### DESCRIPTION OF THE TASK
Starting at the first line of the entries and stopping after the line that contains "372,46,532,135", write those lines out again with the requests left unchanged, and shift every box coordinate in the answers up by 31.

--- SOURCE RECORDS ---

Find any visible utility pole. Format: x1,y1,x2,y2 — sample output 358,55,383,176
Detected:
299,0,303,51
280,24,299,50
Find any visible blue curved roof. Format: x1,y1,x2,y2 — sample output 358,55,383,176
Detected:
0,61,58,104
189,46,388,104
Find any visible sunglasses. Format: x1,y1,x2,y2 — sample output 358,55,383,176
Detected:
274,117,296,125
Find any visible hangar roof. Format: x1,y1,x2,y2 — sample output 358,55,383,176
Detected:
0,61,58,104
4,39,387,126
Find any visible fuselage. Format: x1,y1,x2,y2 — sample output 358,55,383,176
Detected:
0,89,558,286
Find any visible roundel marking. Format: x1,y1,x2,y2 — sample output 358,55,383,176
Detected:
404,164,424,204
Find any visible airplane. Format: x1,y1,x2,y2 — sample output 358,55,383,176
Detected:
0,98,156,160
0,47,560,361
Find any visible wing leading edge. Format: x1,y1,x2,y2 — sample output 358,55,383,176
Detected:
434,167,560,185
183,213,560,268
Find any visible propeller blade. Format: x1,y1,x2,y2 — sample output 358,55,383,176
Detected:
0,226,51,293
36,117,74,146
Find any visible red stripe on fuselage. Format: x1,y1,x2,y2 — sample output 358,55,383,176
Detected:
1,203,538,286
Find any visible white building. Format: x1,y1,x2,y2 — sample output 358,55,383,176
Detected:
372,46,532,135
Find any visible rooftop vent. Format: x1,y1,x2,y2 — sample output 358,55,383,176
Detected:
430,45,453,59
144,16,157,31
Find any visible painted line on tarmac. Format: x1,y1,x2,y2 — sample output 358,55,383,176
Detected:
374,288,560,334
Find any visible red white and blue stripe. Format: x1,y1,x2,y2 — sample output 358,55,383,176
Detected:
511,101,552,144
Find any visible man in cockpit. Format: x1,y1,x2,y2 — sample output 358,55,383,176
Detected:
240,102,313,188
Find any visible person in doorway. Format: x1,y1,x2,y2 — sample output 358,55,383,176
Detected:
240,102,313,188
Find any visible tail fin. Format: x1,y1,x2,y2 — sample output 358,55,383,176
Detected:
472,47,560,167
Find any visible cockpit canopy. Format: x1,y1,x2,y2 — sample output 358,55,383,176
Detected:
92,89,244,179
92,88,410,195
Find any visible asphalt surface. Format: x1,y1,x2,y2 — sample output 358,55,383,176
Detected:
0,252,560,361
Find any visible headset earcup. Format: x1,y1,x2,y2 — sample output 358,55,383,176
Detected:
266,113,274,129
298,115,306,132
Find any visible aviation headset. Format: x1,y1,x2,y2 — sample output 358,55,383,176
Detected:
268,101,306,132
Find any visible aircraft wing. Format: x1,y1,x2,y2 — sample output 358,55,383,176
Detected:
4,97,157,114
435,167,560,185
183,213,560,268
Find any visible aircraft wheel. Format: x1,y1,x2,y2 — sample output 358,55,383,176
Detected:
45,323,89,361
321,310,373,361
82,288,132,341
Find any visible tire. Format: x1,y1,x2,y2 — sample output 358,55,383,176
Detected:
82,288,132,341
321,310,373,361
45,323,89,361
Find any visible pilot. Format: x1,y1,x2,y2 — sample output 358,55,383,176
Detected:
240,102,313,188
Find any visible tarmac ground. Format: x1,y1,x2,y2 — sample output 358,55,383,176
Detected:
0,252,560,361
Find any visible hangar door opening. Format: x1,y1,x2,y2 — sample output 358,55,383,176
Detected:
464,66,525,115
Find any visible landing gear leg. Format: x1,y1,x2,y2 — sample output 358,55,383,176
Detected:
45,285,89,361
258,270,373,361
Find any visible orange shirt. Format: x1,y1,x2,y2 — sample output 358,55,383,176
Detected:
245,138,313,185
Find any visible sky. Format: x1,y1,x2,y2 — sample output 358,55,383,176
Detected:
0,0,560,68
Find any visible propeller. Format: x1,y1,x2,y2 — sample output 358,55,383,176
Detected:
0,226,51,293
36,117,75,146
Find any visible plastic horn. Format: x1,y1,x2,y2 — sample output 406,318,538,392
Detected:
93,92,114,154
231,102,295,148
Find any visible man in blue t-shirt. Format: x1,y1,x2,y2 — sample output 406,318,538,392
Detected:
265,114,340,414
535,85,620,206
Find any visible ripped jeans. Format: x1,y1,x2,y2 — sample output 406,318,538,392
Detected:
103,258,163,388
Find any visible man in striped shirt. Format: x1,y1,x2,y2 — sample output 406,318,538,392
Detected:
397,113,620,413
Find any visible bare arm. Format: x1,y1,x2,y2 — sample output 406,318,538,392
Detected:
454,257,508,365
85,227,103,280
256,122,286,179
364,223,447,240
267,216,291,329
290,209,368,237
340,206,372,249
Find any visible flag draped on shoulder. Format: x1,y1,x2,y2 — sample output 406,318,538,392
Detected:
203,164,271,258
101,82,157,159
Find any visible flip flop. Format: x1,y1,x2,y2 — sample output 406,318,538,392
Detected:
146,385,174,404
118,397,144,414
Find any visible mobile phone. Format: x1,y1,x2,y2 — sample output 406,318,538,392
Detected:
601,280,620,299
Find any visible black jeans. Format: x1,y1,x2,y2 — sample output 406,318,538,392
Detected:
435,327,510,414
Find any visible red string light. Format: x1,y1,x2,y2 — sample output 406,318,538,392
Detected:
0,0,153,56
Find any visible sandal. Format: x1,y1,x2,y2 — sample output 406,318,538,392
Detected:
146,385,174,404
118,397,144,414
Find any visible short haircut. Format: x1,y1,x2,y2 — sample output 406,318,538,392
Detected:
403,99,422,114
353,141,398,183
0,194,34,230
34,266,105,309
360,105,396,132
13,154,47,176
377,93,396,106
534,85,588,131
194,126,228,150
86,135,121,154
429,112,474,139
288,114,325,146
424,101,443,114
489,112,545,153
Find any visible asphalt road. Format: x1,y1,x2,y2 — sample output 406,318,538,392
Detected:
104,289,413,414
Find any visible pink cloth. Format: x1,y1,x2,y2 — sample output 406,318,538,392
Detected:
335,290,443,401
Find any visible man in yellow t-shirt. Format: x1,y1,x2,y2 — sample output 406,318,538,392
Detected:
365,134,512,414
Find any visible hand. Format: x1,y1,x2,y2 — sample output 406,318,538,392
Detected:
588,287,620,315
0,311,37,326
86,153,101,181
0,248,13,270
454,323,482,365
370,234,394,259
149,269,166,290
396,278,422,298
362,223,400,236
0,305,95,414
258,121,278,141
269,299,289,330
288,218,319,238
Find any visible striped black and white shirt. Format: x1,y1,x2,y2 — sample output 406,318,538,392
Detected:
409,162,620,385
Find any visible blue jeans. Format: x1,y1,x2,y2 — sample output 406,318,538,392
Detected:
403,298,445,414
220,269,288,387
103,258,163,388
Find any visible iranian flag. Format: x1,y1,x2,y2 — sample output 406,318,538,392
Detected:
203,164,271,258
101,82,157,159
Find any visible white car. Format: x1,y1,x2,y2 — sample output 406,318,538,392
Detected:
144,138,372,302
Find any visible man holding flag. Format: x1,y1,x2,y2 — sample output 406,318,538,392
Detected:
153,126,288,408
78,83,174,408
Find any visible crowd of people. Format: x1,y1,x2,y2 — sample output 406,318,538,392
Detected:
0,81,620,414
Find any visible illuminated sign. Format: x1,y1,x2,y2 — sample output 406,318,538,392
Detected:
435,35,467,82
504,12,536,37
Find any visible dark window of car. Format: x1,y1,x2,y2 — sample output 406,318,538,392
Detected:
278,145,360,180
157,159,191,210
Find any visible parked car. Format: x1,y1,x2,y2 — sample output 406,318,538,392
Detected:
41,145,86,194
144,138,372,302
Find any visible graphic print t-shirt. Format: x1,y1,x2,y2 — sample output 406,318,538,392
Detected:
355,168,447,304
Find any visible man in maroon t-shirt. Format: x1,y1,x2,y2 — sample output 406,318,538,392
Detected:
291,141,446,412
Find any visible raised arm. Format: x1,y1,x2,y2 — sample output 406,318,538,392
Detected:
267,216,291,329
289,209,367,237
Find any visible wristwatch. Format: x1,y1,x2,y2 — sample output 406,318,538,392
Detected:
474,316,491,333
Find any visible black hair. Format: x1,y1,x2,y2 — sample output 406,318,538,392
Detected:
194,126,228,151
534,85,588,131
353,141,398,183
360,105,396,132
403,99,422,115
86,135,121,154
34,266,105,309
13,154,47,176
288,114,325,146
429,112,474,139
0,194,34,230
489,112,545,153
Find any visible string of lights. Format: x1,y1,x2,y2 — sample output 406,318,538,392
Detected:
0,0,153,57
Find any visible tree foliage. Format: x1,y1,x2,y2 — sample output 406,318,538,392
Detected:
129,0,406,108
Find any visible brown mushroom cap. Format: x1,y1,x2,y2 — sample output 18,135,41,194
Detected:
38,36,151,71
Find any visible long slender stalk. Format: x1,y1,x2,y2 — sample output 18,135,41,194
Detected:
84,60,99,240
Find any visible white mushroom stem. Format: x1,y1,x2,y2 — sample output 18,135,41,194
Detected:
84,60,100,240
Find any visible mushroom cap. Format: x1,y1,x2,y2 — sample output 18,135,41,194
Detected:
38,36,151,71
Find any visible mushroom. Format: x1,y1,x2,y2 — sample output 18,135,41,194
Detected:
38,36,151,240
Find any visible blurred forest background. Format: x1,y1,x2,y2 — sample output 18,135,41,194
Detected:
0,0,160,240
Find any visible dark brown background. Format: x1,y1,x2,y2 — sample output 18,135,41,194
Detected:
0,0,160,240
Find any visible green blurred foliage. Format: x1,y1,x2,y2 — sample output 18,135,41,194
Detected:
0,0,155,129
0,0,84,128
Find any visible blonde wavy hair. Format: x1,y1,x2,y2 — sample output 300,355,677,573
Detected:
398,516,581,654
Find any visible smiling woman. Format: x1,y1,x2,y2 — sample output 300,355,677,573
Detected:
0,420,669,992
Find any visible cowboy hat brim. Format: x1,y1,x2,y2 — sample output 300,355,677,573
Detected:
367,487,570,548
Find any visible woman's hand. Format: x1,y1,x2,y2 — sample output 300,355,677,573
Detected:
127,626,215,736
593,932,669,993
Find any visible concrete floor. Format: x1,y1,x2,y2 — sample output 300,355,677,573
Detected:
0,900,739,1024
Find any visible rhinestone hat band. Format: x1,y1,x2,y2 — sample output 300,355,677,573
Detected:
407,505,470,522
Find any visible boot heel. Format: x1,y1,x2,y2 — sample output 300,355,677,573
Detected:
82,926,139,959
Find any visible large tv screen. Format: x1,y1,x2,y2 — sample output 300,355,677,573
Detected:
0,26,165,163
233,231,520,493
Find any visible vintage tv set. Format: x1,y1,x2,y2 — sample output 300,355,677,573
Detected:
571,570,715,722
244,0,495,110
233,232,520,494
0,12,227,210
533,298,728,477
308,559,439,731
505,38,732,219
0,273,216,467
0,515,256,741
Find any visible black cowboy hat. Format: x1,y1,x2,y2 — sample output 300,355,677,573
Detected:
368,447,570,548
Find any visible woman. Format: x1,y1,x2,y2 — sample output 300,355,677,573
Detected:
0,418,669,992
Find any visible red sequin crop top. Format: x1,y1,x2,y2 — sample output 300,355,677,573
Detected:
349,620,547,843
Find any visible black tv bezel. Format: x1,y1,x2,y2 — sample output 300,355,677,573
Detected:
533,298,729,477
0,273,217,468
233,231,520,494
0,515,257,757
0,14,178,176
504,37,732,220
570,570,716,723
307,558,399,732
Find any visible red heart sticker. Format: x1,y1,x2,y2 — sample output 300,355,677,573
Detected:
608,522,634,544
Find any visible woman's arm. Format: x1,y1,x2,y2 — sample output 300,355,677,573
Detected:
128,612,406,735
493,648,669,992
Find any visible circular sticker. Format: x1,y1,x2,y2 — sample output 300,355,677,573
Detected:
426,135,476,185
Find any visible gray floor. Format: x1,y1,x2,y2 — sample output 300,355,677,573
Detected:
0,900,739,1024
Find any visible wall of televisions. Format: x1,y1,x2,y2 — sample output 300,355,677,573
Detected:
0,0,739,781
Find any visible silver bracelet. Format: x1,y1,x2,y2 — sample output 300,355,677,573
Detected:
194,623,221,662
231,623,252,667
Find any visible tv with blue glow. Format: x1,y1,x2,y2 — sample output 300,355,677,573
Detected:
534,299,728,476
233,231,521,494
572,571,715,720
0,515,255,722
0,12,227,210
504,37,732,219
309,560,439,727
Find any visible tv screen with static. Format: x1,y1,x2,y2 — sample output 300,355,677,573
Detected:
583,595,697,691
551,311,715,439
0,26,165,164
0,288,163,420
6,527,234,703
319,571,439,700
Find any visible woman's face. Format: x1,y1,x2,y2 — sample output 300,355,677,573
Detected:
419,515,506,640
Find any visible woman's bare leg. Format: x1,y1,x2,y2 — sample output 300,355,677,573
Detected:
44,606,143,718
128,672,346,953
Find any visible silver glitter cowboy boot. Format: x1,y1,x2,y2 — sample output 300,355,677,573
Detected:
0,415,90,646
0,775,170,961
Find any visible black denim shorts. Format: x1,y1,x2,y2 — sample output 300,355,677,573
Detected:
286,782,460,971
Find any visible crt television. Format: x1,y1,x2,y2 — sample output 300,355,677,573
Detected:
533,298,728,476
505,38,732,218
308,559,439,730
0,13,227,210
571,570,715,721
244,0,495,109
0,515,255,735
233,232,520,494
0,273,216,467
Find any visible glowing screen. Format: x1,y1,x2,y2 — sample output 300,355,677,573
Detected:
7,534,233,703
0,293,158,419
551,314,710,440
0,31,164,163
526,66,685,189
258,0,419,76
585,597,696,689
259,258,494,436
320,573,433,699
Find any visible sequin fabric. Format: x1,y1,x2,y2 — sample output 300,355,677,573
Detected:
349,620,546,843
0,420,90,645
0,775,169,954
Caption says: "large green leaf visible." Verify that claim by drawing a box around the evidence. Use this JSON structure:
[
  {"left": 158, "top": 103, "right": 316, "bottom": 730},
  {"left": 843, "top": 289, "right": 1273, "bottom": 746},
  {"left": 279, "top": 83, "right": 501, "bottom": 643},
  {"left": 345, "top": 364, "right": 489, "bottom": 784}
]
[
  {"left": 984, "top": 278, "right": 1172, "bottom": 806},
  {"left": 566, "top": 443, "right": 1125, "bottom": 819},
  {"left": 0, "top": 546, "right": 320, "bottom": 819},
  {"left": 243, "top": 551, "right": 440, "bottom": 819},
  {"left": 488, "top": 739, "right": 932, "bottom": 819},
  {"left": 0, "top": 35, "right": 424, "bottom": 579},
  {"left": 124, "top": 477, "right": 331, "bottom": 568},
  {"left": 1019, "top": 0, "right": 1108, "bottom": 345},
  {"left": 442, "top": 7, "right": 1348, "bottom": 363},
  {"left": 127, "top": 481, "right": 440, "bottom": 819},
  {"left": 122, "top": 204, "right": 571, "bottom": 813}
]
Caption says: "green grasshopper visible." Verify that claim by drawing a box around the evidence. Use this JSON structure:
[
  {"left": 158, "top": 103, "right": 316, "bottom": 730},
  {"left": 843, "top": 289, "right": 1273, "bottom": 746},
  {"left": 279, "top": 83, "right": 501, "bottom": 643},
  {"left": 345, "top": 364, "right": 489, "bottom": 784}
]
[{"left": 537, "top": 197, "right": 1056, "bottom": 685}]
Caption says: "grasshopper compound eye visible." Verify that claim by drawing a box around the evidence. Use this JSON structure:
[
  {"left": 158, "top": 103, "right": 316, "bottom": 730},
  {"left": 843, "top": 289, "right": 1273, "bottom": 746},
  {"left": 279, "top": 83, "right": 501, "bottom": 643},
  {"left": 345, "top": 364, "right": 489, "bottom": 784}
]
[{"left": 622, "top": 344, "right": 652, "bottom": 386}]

---

### FINISHED ANSWER
Find any visible utility pole. Format: x1,y1,x2,y2 — sample output 358,55,383,176
Detected:
330,31,334,82
311,55,330,81
Find any visible blue curved roof. Format: x1,y1,x2,y2 — sample output 358,55,383,176
Detected:
31,92,89,135
220,77,419,135
Find any visible sunglasses. Format: x1,y1,x2,y2 — sample output 358,55,383,176
Detected:
305,148,327,156
Find any visible hangar roof. Format: x1,y1,x2,y2 — sample output 358,55,383,176
Detected:
31,92,89,135
35,70,418,157
Find any visible fuselage. Format: x1,y1,x2,y2 — sample output 358,55,383,176
Detected:
31,120,589,317
Find any visible roundel marking. Format: x1,y1,x2,y2 — sample output 358,55,383,176
Detected:
435,195,455,235
Find any visible airplane. Format: x1,y1,x2,y2 — sample output 358,55,383,176
Detected:
31,129,187,191
31,78,591,392
Find any visible wing leading edge. Format: x1,y1,x2,y2 — sample output 358,55,383,176
Detected:
465,198,591,216
214,244,591,299
Find any visible propeller blade. Format: x1,y1,x2,y2 — sample output 358,55,383,176
Detected:
31,257,82,324
67,148,105,177
Find any visible red stripe on fuselage. Format: x1,y1,x2,y2 — sample output 358,55,383,176
Detected:
32,234,569,317
Find any visible white building. Format: x1,y1,x2,y2 — sample output 358,55,383,176
Detected:
403,77,563,166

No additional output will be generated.